◆ Task requirements
Below are the records; copy out word for word the lines from the line with "Please tag the striped" to the line with "column 501, row 335", including both of those lines.

[start]

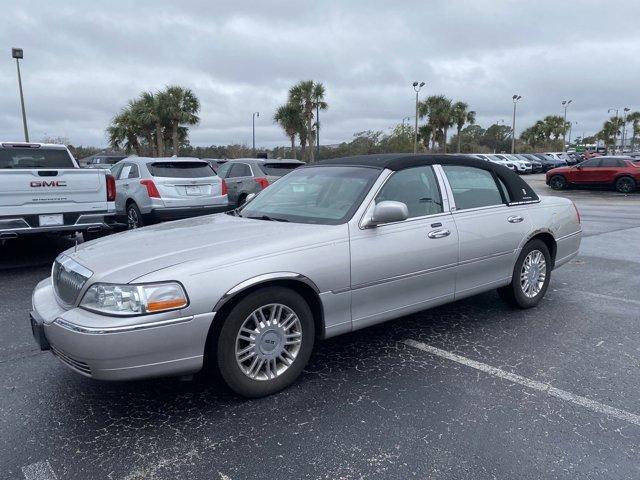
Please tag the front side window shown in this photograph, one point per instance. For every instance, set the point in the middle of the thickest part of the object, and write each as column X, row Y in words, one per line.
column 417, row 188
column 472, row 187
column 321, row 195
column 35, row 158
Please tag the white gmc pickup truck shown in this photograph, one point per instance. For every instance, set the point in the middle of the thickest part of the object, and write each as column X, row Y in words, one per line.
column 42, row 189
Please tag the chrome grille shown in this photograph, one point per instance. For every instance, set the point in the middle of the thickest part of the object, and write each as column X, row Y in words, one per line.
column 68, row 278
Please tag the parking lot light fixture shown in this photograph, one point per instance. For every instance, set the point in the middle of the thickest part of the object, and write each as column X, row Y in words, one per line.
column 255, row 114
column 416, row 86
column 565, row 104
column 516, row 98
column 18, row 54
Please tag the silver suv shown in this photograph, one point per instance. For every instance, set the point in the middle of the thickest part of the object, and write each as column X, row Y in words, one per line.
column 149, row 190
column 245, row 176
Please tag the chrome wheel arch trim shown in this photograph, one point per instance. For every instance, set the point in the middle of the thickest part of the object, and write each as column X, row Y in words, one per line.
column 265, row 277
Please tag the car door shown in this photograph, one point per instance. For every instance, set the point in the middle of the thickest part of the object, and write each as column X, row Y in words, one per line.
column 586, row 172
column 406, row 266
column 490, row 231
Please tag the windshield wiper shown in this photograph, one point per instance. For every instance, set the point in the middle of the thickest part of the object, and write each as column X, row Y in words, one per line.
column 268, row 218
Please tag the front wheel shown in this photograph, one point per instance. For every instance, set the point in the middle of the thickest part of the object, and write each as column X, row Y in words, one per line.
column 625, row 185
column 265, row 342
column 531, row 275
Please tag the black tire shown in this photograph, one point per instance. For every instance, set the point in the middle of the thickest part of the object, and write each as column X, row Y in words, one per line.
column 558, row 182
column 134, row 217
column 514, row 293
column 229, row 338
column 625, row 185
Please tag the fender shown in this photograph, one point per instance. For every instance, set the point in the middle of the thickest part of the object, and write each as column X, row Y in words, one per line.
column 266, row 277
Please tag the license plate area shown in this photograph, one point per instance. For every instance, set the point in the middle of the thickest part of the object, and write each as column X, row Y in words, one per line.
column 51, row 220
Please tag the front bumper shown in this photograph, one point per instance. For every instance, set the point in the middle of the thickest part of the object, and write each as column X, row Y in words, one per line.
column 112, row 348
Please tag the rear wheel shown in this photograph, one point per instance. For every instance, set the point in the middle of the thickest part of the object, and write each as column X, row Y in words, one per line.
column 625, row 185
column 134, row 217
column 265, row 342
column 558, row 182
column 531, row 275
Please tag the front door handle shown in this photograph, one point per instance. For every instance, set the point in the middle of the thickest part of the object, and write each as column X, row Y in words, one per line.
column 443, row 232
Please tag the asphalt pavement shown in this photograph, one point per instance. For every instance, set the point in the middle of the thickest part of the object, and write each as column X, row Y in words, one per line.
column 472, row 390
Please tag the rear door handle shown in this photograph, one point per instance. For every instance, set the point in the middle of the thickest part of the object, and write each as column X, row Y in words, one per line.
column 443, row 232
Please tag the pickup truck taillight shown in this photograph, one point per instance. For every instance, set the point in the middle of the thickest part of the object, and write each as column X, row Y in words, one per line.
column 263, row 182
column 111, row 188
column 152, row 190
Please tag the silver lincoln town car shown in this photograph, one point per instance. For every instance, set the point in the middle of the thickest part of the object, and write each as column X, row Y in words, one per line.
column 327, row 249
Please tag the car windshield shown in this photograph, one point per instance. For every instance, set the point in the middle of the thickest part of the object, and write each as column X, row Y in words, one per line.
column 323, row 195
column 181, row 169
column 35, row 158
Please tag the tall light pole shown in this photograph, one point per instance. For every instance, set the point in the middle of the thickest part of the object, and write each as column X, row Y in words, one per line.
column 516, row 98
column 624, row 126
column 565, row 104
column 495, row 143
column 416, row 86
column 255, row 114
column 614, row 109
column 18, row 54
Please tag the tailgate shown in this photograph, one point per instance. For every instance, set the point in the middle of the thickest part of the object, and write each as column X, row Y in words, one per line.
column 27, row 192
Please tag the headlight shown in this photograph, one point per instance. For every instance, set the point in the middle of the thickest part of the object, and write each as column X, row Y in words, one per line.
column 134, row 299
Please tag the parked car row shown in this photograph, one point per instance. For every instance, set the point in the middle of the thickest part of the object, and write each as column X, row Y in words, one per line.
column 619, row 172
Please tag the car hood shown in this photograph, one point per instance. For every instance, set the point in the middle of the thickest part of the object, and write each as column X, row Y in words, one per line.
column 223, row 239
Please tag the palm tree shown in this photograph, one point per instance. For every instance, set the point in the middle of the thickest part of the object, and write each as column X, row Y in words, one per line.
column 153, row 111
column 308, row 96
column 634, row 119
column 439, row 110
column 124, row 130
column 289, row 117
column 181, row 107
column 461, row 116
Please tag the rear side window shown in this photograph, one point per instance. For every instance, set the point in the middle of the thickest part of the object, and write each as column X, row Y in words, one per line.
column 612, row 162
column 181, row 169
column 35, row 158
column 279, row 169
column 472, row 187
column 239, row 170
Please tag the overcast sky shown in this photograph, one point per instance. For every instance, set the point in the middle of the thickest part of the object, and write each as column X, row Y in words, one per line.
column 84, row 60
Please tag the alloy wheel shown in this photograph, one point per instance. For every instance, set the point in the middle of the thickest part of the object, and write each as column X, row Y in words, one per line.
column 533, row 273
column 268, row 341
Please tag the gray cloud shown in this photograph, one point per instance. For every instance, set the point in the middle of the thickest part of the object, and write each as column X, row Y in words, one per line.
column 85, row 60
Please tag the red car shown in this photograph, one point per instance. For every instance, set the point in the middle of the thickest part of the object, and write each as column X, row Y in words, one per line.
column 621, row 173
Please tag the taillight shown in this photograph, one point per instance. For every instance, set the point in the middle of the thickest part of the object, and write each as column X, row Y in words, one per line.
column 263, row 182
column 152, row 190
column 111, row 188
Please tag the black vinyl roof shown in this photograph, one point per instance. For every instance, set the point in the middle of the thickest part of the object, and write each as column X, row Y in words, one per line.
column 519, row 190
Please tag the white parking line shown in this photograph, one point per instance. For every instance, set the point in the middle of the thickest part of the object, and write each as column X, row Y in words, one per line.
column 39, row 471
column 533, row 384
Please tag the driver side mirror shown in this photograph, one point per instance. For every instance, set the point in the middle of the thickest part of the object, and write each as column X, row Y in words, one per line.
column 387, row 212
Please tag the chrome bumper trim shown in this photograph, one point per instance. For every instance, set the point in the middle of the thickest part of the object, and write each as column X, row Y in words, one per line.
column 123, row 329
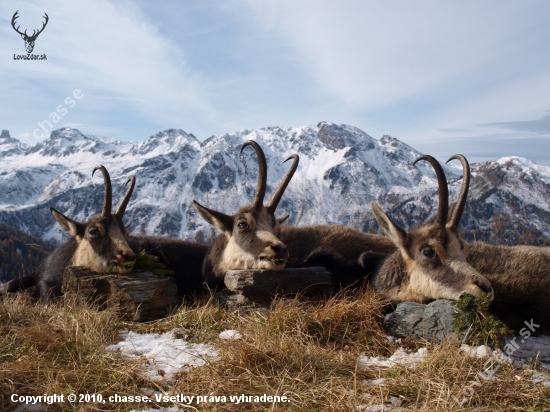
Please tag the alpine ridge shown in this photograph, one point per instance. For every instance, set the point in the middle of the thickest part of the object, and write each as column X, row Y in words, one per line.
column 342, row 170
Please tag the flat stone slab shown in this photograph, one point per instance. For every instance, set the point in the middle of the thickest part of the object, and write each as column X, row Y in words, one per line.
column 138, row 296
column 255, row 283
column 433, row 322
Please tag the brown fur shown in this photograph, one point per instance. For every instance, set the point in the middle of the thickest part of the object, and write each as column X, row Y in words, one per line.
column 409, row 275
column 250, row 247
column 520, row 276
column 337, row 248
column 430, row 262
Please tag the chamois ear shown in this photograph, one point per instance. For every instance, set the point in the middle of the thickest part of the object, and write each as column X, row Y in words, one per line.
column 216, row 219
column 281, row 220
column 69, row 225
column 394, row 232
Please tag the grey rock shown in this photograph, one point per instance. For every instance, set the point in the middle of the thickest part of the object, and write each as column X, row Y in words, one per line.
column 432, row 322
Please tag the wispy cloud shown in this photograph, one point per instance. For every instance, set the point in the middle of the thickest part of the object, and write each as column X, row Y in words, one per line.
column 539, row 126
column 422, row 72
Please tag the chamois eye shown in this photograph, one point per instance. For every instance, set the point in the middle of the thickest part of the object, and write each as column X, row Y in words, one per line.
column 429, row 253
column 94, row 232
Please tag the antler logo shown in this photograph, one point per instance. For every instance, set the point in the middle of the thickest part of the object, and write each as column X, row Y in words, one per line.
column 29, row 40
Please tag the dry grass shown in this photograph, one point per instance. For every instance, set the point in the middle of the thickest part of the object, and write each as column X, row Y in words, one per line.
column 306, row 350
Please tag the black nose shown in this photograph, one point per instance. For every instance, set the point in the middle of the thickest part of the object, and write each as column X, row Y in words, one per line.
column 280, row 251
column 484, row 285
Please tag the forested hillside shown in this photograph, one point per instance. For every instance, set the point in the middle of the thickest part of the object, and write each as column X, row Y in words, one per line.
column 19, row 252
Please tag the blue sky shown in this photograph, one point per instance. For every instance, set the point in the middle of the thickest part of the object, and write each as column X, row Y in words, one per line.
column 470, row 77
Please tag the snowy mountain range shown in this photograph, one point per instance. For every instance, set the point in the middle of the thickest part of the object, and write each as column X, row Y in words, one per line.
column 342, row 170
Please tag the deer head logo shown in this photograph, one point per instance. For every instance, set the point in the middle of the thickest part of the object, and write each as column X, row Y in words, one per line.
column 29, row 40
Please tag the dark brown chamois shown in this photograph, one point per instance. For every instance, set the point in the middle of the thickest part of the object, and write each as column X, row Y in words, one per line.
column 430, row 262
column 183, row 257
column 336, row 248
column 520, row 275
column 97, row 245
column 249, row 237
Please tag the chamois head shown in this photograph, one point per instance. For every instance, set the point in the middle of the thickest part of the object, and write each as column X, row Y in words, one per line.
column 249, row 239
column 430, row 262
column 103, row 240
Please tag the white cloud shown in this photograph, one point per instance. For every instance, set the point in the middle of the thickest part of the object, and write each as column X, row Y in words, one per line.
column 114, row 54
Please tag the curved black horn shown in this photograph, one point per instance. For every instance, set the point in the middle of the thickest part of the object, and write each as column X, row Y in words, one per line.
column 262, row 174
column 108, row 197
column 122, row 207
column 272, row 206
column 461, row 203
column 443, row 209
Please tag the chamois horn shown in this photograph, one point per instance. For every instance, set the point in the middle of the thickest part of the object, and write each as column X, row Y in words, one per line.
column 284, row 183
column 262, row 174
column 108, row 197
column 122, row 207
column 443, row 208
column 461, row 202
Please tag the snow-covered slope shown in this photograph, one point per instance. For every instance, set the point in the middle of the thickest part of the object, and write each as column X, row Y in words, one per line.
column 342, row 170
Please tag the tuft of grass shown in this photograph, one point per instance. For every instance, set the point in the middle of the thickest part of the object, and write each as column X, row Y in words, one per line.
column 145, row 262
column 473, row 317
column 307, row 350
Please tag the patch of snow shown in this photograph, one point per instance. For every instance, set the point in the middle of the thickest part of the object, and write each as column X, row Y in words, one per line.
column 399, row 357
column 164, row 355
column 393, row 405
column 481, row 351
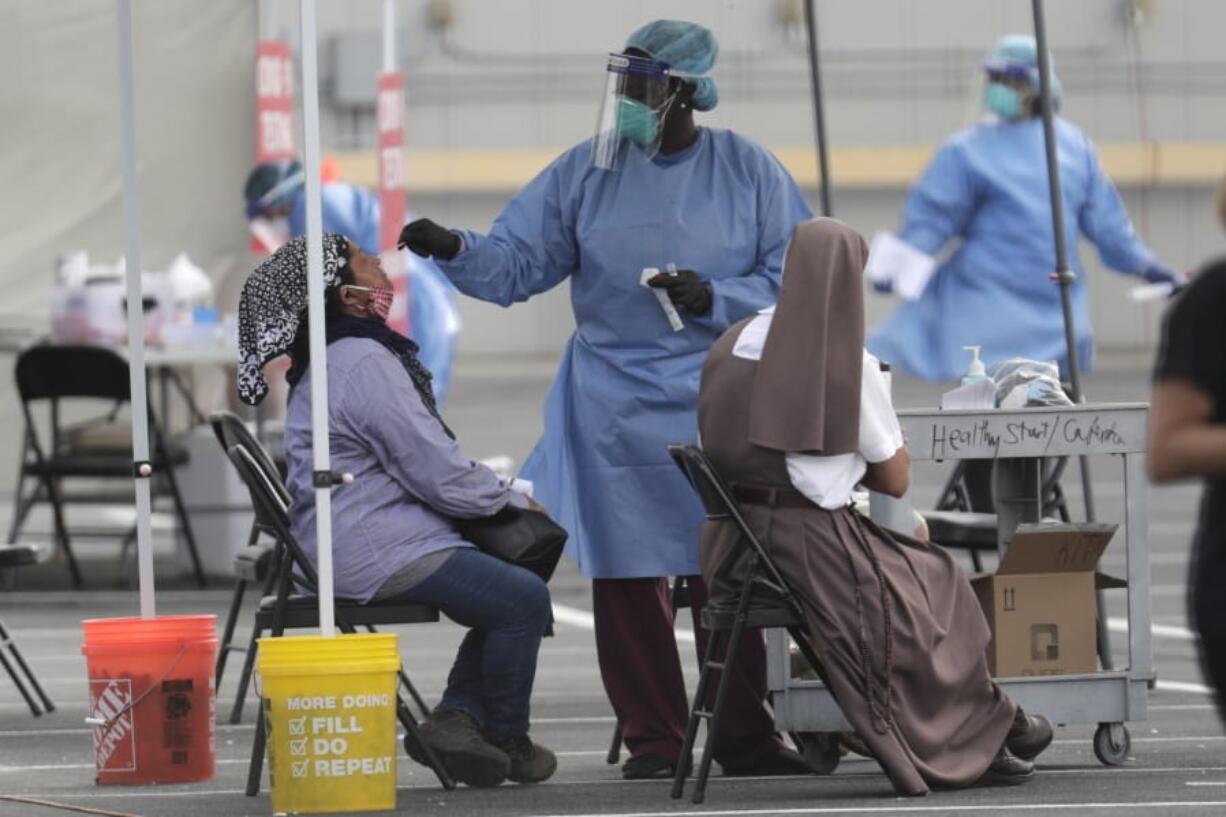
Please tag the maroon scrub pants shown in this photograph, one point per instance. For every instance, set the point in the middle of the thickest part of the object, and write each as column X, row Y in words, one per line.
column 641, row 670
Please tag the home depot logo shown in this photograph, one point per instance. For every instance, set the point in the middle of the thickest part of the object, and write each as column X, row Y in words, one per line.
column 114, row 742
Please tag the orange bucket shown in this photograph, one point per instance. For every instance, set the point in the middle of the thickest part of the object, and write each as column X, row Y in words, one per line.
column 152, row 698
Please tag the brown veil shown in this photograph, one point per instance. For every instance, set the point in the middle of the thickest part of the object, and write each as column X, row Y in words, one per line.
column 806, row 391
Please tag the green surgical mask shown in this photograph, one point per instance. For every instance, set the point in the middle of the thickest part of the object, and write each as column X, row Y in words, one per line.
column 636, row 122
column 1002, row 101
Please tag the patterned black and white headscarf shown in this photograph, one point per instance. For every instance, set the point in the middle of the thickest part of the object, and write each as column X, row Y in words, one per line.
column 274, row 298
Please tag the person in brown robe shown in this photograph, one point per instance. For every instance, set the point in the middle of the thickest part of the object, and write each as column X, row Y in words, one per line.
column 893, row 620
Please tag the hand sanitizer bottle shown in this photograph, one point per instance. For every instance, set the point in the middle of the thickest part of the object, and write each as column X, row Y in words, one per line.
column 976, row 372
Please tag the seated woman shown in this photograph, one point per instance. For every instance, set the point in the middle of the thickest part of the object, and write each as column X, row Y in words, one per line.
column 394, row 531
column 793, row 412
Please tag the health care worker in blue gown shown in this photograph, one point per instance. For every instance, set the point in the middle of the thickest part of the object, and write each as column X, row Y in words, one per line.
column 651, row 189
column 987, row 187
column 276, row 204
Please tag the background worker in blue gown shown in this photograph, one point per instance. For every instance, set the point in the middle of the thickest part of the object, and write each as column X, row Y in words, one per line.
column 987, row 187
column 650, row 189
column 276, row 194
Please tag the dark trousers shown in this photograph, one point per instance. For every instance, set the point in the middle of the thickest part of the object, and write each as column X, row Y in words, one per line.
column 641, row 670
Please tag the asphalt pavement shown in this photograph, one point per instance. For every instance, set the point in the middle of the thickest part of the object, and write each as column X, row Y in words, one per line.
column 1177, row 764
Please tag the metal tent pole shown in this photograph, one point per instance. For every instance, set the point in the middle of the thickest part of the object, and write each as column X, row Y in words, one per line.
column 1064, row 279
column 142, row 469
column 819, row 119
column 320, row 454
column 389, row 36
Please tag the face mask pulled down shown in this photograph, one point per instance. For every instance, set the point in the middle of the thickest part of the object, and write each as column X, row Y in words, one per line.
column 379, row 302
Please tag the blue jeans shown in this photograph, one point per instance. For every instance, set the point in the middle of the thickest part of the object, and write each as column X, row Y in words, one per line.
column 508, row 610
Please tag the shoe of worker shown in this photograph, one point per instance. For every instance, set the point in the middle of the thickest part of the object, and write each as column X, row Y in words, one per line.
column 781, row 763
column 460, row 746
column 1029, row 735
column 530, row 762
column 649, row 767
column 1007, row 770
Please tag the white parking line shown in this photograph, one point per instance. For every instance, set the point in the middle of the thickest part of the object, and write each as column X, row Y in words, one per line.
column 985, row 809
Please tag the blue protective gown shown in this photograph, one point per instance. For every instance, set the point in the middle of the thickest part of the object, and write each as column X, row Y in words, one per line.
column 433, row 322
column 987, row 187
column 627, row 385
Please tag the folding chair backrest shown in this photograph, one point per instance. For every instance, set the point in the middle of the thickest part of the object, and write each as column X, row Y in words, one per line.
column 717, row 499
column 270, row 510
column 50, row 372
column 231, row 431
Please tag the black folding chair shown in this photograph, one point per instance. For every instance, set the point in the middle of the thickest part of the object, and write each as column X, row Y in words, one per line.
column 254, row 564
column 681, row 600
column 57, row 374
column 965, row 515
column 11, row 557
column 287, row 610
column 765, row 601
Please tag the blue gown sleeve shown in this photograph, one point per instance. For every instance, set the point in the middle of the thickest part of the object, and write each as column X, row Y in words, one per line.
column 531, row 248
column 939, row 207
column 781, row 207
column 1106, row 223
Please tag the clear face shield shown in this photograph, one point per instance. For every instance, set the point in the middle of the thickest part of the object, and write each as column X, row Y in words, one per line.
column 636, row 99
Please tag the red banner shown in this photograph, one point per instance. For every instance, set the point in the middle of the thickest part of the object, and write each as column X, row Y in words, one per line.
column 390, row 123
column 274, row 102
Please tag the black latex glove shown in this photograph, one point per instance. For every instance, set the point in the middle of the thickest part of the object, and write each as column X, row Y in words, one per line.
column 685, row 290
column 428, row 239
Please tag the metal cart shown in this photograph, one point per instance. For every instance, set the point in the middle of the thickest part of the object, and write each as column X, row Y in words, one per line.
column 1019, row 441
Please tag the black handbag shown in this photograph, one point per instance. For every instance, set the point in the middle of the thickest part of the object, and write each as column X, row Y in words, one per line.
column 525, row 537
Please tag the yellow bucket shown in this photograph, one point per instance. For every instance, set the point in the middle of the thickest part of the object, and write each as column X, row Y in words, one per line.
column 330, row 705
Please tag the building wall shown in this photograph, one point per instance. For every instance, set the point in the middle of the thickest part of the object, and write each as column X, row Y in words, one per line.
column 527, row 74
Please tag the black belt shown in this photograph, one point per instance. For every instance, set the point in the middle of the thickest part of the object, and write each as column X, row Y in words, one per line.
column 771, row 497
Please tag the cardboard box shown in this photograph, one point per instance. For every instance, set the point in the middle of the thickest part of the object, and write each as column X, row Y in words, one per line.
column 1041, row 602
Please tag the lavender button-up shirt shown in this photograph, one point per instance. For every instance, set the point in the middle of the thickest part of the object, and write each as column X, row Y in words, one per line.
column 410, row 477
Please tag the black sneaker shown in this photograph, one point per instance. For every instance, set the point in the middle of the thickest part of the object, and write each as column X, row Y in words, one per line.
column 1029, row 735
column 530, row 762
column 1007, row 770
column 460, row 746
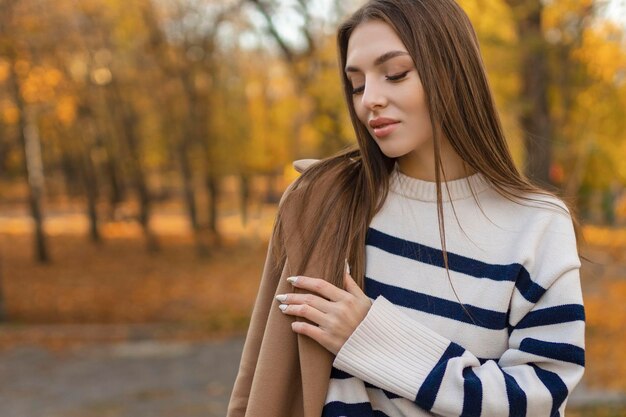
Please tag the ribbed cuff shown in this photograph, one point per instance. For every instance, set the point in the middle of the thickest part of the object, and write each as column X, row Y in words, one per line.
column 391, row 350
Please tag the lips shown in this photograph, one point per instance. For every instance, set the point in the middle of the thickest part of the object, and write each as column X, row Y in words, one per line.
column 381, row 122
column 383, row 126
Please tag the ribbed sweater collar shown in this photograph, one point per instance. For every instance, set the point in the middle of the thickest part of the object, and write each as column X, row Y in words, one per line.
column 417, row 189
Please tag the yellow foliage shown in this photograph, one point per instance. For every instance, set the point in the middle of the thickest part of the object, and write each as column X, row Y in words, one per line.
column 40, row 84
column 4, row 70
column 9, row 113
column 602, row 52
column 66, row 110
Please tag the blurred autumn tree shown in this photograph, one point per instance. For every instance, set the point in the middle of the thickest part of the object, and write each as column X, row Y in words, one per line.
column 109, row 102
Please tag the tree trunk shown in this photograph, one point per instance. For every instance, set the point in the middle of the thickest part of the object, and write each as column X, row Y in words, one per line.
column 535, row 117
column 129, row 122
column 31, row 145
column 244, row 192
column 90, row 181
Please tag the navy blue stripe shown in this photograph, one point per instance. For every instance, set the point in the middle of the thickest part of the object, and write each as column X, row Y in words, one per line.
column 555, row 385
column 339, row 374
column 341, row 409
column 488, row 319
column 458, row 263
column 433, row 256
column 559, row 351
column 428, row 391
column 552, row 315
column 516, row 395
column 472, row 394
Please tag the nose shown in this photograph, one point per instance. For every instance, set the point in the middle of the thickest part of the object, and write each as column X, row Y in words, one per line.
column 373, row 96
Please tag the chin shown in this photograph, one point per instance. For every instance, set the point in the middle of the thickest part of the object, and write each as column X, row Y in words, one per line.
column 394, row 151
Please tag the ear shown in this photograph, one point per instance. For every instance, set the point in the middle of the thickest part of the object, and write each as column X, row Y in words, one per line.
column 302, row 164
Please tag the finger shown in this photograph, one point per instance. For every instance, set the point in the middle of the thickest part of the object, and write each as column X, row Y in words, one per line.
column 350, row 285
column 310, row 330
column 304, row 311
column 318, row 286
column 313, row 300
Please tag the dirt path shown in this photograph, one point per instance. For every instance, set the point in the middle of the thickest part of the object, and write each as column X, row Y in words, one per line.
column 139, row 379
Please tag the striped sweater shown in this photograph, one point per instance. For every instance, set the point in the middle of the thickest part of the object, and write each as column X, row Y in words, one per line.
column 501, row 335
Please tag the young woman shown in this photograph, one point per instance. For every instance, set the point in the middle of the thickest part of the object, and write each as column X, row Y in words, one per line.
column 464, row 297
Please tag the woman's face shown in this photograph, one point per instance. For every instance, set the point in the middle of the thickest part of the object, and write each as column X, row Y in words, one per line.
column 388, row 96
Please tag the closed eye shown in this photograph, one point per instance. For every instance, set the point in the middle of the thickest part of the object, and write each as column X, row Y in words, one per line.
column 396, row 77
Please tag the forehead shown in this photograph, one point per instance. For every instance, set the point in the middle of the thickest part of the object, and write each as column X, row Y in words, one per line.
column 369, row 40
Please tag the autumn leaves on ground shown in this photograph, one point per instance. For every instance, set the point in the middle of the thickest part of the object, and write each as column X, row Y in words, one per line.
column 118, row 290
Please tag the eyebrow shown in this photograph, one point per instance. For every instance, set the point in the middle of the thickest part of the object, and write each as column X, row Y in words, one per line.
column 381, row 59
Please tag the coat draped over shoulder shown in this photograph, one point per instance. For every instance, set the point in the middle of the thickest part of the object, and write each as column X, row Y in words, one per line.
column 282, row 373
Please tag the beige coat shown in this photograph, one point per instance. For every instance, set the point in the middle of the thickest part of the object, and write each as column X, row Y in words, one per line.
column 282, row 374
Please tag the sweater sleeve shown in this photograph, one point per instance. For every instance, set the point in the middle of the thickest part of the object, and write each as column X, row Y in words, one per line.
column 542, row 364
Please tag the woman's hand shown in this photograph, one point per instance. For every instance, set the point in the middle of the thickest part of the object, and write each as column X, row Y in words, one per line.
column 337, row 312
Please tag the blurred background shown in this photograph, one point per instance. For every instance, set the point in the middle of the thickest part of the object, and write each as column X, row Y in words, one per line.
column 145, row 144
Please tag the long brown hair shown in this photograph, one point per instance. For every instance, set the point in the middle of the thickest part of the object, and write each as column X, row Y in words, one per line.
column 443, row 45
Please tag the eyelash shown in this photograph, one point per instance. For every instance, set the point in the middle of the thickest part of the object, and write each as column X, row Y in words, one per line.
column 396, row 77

[end]

◆ Written response
Please tag the striped sweater shown in this photograph, one point per instance. For every instance, set the point in the middle of the thickest part of the object, and write each as column X, row Y in words, one per line.
column 501, row 335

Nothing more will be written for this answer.